Find each line below that contains the word "palm", and copy those lines out. Case counts.

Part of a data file
================================
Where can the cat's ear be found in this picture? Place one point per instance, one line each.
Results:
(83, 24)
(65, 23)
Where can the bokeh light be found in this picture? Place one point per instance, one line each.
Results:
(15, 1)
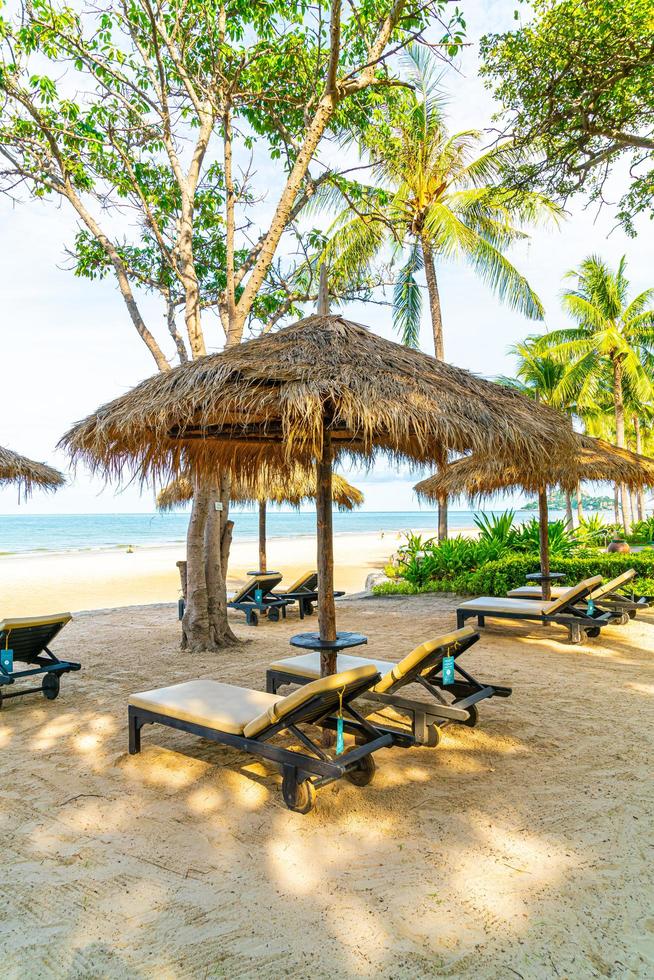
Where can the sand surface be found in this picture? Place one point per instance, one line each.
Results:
(520, 848)
(30, 584)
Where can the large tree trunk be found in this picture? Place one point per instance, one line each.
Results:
(195, 624)
(580, 506)
(439, 353)
(639, 449)
(618, 402)
(568, 510)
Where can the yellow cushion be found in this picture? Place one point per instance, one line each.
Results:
(26, 621)
(302, 582)
(205, 702)
(268, 581)
(419, 656)
(614, 584)
(583, 588)
(325, 685)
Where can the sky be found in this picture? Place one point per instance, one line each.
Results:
(67, 345)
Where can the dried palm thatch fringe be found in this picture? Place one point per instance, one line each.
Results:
(479, 477)
(26, 473)
(298, 487)
(266, 401)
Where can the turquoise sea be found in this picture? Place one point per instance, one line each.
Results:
(81, 532)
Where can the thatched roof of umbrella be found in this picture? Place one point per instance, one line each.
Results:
(480, 476)
(296, 488)
(237, 408)
(26, 473)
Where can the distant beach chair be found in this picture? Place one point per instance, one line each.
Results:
(26, 640)
(257, 597)
(567, 610)
(246, 719)
(305, 592)
(423, 666)
(610, 595)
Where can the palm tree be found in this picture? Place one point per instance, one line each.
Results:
(612, 342)
(538, 376)
(432, 199)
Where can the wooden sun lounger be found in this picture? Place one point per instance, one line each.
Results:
(305, 592)
(248, 720)
(29, 638)
(423, 666)
(257, 596)
(568, 610)
(610, 595)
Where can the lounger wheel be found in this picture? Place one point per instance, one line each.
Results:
(473, 712)
(364, 772)
(432, 736)
(299, 797)
(50, 686)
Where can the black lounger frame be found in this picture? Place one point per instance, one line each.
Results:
(297, 767)
(426, 717)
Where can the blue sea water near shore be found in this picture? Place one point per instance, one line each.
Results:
(23, 533)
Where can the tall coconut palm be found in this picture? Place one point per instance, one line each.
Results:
(538, 375)
(613, 341)
(432, 199)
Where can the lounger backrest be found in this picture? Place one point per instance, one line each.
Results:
(318, 697)
(577, 592)
(28, 636)
(265, 582)
(424, 657)
(615, 584)
(306, 583)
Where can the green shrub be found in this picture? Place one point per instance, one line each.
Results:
(496, 578)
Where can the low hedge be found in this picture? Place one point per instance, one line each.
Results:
(496, 578)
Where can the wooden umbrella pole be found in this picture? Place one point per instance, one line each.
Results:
(326, 608)
(262, 536)
(543, 521)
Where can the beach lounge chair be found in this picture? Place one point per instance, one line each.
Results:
(257, 596)
(248, 720)
(305, 592)
(569, 610)
(26, 641)
(610, 595)
(423, 666)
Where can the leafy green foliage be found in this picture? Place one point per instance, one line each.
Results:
(499, 577)
(576, 86)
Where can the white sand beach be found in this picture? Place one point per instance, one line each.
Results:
(519, 848)
(33, 583)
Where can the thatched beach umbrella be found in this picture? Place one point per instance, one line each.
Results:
(314, 392)
(295, 488)
(481, 475)
(26, 473)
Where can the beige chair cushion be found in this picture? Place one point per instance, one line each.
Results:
(581, 589)
(489, 604)
(309, 664)
(26, 621)
(209, 703)
(268, 581)
(307, 582)
(284, 706)
(420, 653)
(614, 584)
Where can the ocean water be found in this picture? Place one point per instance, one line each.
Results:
(81, 532)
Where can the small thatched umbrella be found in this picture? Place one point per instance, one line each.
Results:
(314, 392)
(26, 473)
(480, 476)
(295, 488)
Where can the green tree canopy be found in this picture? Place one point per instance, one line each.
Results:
(576, 86)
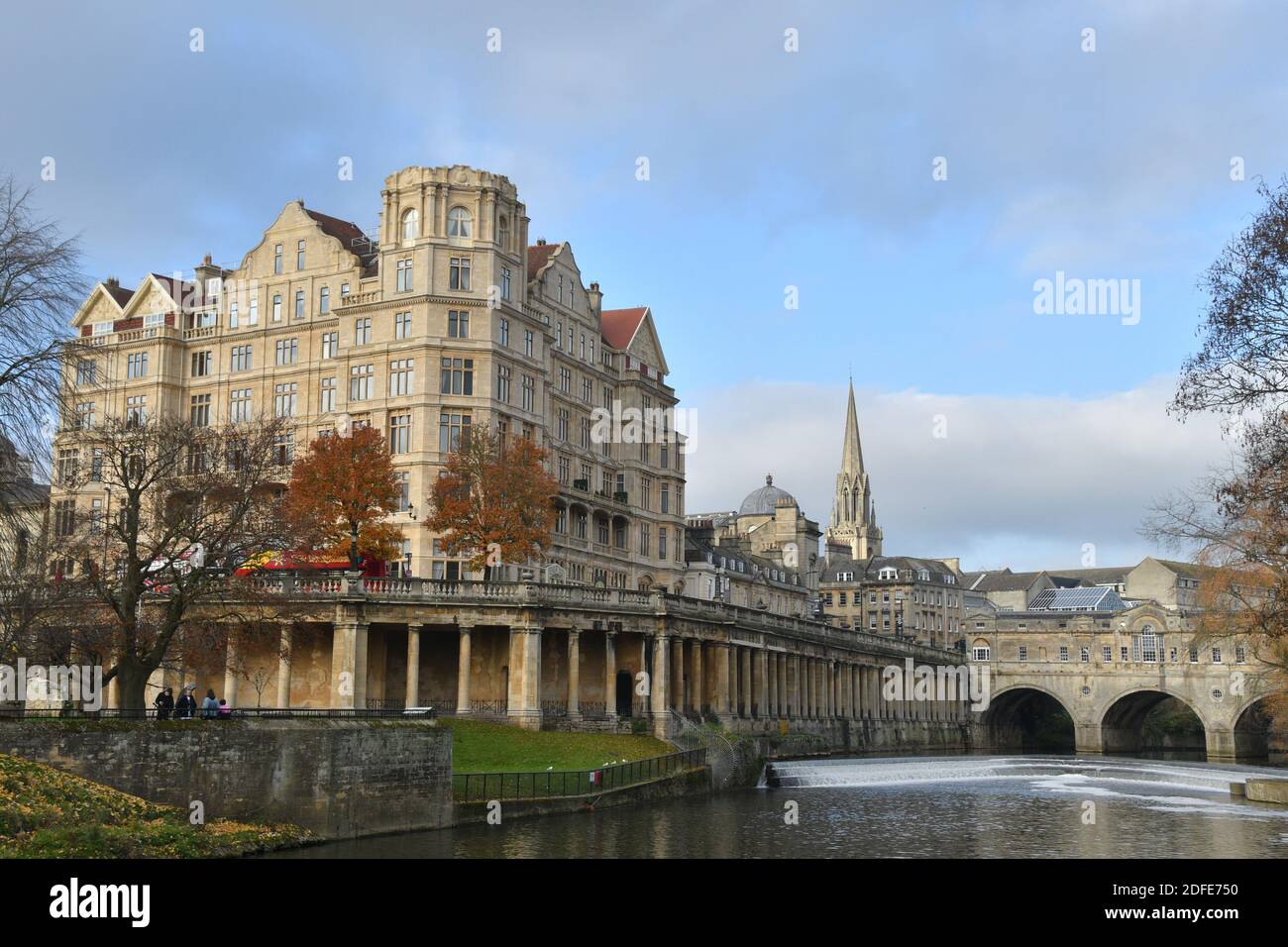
================================
→ **Solution for this task**:
Where can the dried palm thatch fringe be found in this picture? Place one point per instance, one line each.
Where can the palm tree be found in this picture? Place one point per instance, one line each.
Where can the tall coconut palm be found in this picture? Place one point per instance, one line each.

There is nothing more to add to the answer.